- _TEXT SEGMENT_:
# Does FreeBSD provide an selinux equivalent?



## puppyboy (Oct 6, 2016)

I was Googling around for it but I couldn't find anything. Is there a module or tool in FreeBSD that provides the same security functionality as selinux?


----------



## acheron (Oct 6, 2016)

What is selinux?


----------



## tankist02 (Oct 6, 2016)

Security Enhanced Linux, developed by NSA


----------



## T-Daemon (Oct 6, 2016)

Take a look at FreeBSD’s Mandatory Access Control


----------



## da1 (Oct 10, 2016)

tankist02 said:


> Security Enhanced Linux, developed by NSA


Somehow, "security" and "NSA" don't go well together in my book


----------



## Phishfry (Oct 15, 2016)

- _SET PROBLEM 1_: Do these statements agree with the thread? (a) The first poster found a FreeBSD tool by searching on Google. (b) selinux is described as developed by the NSA. (c) T-Daemon points to FreeBSD's Mandatory Access Control. Answer yes or no for each and quote the deciding words.
- _SET PROBLEM 2_: Render this sentence from the thread in Spanish: "Is there a module or tool in FreeBSD that provides the same security functionality as selinux?"
- _SET PROBLEM 3_: Reproduce the part of the thread starting with "# Does FreeBSD" and going on through "acheron (Oct 6, 2016)".
Rely only on the thread itself.

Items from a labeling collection
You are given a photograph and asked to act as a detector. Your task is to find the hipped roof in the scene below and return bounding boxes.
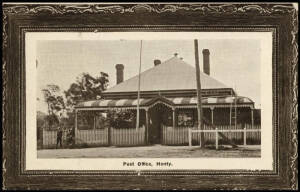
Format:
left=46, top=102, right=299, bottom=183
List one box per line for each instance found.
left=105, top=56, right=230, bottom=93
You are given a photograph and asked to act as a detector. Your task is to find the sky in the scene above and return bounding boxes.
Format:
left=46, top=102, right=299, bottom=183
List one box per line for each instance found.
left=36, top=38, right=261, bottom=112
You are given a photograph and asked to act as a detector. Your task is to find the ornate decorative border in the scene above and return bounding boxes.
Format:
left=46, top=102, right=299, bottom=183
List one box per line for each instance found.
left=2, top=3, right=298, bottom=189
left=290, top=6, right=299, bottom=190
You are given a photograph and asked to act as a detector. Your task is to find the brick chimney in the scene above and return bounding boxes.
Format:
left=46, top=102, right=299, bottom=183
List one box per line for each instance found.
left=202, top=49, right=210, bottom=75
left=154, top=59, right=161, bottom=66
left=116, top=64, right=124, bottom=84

---

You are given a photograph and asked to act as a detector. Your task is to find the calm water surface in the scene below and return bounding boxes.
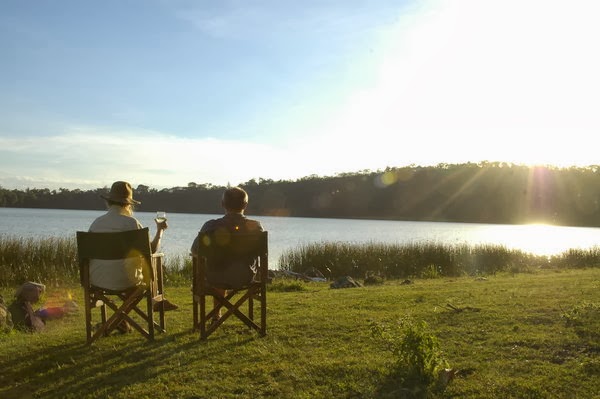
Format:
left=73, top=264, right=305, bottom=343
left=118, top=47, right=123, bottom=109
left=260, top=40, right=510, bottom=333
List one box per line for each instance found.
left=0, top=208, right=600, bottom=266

- _EXERCISE RESULT 1_:
(a) No: "I was Googling around for it but I couldn't find anything."
(b) Yes: "Security Enhanced Linux, developed by NSA"
(c) Yes: "Take a look at FreeBSD’s Mandatory Access Control"

- _EXERCISE RESULT 2_: ¿Existe algún módulo o herramienta en FreeBSD que ofrezca la misma funcionalidad de seguridad que selinux?

- _EXERCISE RESULT 3_:
# Does FreeBSD provide an selinux equivalent?



## puppyboy (Oct 6, 2016)

I was Googling around for it but I couldn't find anything. Is there a module or tool in FreeBSD that provides the same security functionality as selinux?


----------



## acheron (Oct 6, 2016)